PASSAGE PROVIDED:
▼
Thomas Gokey executes a jump kick in a gallery, in front of three panels from his sculpture, “Total Amount of Money Rendered in Exchange for a Masters of Fine Arts Degree to the School of the Art Institute of Chicago, Pulped into Four Sheets of Paper.” Photo courtesy Thomas Gokey.
Syracuse University art professor Thomas Gokey earned his Master of Fine Arts degree five years ago, but remains chained to his alma mater by $49,983 of debt. Soon after he graduated, the grim prospect of indefinite payments inspired its own art piece. Gokey put his debt up for sale in reconstituted squares of shredded money from the Federal Reserve, which he called “Total Amount of Money Rendered in Exchange for a Masters of Fine Arts Degree to the School of the Art Institute of Chicago, Pulped into Four Sheets of Paper.”
The project got good press, but the debt remained. Gokey continued to think about how debt controls people’s lives, and this year, together with the activist group Strike Debt, he helped organize a bold “People’s Bailout” called the Rolling Jubilee, which has raised over $465,000. Bringing that money to the marketplace where collections companies buy and sell debt for pennies on the dollar, Strike Debt intends to purchase about $9 million of Americans’ medical and educational debt—and then cancel it.
Strike Debt, which grew out of Occupy Wall Street, wants to foment conversation about the debt we rack up in pursuit of basic needs, and the industries that profit from that debt. Gokey is currently on a year-long unpaid leave from teaching to help organize the Rolling Jubilee and upcoming Strike Debt projects.
▲
DATASET RECORDS:
▼
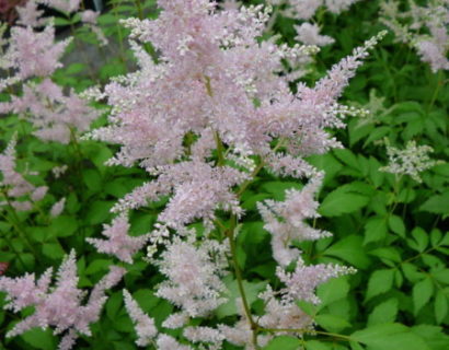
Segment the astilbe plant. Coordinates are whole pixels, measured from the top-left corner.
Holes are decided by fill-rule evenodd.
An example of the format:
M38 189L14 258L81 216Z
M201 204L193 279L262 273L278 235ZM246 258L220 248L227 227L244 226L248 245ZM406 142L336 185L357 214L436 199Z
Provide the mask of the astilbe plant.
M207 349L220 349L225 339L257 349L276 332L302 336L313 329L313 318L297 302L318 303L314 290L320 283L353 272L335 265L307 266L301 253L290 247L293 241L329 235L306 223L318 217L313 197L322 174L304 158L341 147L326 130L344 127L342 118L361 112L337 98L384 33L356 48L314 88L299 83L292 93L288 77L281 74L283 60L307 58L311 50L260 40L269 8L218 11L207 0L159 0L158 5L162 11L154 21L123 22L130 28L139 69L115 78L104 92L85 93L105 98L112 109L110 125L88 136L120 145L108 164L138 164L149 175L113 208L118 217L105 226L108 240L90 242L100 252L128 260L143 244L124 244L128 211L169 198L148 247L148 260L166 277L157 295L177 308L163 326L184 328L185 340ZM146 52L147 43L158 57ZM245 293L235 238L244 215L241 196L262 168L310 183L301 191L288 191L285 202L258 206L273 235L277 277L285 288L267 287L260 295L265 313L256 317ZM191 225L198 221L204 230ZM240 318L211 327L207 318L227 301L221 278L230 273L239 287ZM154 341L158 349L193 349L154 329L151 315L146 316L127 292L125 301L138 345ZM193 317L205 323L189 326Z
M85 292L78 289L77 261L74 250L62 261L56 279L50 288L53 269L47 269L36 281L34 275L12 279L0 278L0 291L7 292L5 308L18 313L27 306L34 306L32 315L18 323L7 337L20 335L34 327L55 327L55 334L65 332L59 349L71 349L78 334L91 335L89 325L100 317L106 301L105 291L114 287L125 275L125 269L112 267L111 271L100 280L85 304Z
▲
APPLY WHAT YOU READ:
• 1. Answer these from the article about Thomas Gokey and the Rolling Jubilee:
(a) How much debt does Gokey still owe his alma mater?
(b) How much money has the Rolling Jubilee raised?
(c) What did Strike Debt grow out of?
• 2. Retype the article about Thomas Gokey from "The project got" up to and including "Strike Debt projects.".

EXERCISE SOLUTIONS:
• 1.
(a) $49,983
(b) Over $465,000
(c) Occupy Wall Street

• 2.
The project got good press, but the debt remained. Gokey continued to think about how debt controls people’s lives, and this year, together with the activist group Strike Debt, he helped organize a bold “People’s Bailout” called the Rolling Jubilee, which has raised over $465,000. Bringing that money to the marketplace where collections companies buy and sell debt for pennies on the dollar, Strike Debt intends to purchase about $9 million of Americans’ medical and educational debt—and then cancel it.
Strike Debt, which grew out of Occupy Wall Street, wants to foment conversation about the debt we rack up in pursuit of basic needs, and the industries that profit from that debt. Gokey is currently on a year-long unpaid leave from teaching to help organize the Rolling Jubilee and upcoming Strike Debt projects.